*Things to do*.
a) In the forum thread on car performance parts, what does the first post say people mention first when they comment on their installed parts or mods?
b) Translate the sentence "Who cares how it works?" from the forum thread on car performance parts into Spanish.
c) Reproduce the stretch of the forum thread on car performance parts from "## flht3 (Nov" through "(Nov 1, 2005)", without changes.

*Page*.
###
I don't think that most are worried about theories of operation or scientific explanations. Who cares how it works? I just want it to work. When someone make comments on their installed performance parts, mods, or whatever the first thing they say is they "noticed" or didn't "notice" any gains. Not, "Oh I wonder if the molecular bonding was adequately rotating at the projected force from turbulent input.... Why make changes if you're not expecting to "notice" any improvements? But as always, to each his own.


----------



## flht3 (Nov 16, 2004)

i agree !!!! just like the 80.00 plug wires... do you honestly think they make a difference?? hell no !!!!! also.. bolting on a non funtional, scooped hood..just doent seem right...adding heavy rims also kills me...and lastly..the reduction pullys{which acually add some hp} with a whopping stereo..and a conventional water pump..you can see your lights blinking with the bass, as you overheat in traffic !!!


----------



## svede1212 (Nov 1, 2005)
###
*Extracted data*.
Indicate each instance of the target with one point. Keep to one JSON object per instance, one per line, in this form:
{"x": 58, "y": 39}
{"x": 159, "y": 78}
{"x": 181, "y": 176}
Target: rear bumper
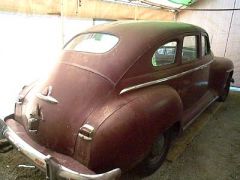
{"x": 49, "y": 161}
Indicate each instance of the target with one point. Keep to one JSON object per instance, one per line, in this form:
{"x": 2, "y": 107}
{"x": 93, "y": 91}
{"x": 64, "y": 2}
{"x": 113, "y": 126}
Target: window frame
{"x": 205, "y": 35}
{"x": 198, "y": 43}
{"x": 86, "y": 52}
{"x": 176, "y": 60}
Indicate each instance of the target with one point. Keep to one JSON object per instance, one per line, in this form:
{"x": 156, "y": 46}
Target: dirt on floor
{"x": 213, "y": 154}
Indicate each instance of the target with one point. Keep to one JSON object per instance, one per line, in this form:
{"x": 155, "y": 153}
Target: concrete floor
{"x": 209, "y": 149}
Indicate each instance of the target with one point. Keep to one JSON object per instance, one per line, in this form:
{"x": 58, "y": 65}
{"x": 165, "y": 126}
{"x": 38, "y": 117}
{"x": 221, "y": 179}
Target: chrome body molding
{"x": 86, "y": 132}
{"x": 150, "y": 83}
{"x": 47, "y": 163}
{"x": 47, "y": 97}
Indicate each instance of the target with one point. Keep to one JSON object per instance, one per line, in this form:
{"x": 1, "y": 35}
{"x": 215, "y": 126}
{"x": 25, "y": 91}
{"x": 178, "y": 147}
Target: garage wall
{"x": 223, "y": 28}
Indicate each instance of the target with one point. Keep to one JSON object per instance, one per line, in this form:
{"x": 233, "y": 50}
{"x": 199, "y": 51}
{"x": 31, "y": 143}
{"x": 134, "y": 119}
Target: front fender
{"x": 125, "y": 137}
###
*Written answers*.
a) They say whether they "noticed" or didn't "notice" any gains.

b) ¿A quién le importa cómo funciona?

c)
## flht3 (Nov 16, 2004)

i agree !!!! just like the 80.00 plug wires... do you honestly think they make a difference?? hell no !!!!! also.. bolting on a non funtional, scooped hood..just doent seem right...adding heavy rims also kills me...and lastly..the reduction pullys{which acually add some hp} with a whopping stereo..and a conventional water pump..you can see your lights blinking with the bass, as you overheat in traffic !!!


----------



## svede1212 (Nov 1, 2005)